--- GIVEN PROBLEM ---
Identify the line that contains "Practice. Pick out the row" in the material. Output it and every line after it, unchanged, through the end.

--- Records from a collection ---
⟨
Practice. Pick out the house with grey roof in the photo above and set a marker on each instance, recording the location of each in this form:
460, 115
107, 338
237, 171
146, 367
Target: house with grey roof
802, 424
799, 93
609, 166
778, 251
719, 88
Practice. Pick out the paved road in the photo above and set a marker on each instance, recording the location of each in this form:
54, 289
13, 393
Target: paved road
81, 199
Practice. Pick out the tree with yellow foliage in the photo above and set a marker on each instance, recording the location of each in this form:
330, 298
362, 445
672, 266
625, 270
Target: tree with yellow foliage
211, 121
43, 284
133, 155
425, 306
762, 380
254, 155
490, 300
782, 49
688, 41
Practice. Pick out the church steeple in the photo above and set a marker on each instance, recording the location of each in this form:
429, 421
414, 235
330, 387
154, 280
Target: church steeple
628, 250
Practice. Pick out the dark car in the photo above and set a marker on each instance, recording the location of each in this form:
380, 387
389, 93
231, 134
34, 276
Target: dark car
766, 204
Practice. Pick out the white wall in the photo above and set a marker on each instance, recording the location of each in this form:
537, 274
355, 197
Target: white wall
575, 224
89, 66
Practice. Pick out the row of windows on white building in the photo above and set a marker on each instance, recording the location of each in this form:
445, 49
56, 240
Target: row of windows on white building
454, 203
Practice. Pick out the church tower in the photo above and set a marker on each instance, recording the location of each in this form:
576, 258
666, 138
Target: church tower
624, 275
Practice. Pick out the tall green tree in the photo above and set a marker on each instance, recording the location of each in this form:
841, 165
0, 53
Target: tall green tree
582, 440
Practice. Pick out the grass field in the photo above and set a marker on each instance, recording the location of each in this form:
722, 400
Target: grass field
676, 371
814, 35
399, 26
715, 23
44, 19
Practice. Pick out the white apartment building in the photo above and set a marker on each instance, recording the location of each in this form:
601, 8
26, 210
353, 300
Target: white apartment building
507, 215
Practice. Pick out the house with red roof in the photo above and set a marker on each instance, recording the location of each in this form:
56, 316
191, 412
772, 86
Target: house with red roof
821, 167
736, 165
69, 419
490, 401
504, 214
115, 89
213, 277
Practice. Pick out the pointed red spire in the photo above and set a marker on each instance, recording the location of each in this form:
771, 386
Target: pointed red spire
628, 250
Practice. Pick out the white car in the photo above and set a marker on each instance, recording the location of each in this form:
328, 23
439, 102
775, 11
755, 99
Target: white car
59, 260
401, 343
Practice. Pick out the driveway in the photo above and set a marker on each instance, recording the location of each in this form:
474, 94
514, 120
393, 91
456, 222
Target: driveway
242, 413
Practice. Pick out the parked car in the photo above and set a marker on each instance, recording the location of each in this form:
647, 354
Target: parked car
⟩
--- SOLUTION TO THE PROBLEM ---
Practice. Pick out the row of windows on white building in the photo above and set a marker on each instance, recording the location of each in this form:
445, 49
56, 240
Target: row of windows on white building
454, 203
Practice. Pick out the church tower in the photo above and set a marker on each instance, recording the location of each in this form:
576, 258
666, 138
Target: church tower
624, 275
Practice. Pick out the tall green tree in the photo above and set a marker on each instance, recording the location of each in this form:
841, 165
0, 53
Target: tall green tree
582, 440
Practice. Pick out the grass field in the photo above and set a marker on each instance, recording the location of each in this form:
722, 400
Target: grass field
676, 371
814, 35
399, 26
715, 23
44, 19
Practice. Pick out the white apartment building in the photo above and set a marker on each instance, recording the location of each in this form:
601, 8
26, 210
353, 300
Target: white apartment building
507, 215
Practice. Pick out the house with red roof in the photo above and set a marker on each instance, recording the location of each in this form:
56, 316
191, 412
772, 86
Target: house with red roof
821, 167
736, 165
69, 419
490, 401
504, 214
115, 89
213, 277
Practice. Pick out the pointed red spire in the photo above and set a marker on each instance, recording the location of each in this form:
771, 386
Target: pointed red spire
628, 250
Practice. Pick out the white car in the photo above and set a marker on each instance, recording the location of each in this form:
328, 23
439, 102
775, 11
755, 99
Target: white car
59, 260
401, 343
Practice. Pick out the driveway in the photo above and set a marker on each instance, recording the location of each in this form:
474, 94
514, 120
393, 91
456, 222
Target: driveway
242, 413
Practice. Pick out the parked car in the photo above and set a marker on each instance, recording the location of each in this form:
647, 354
Target: parked car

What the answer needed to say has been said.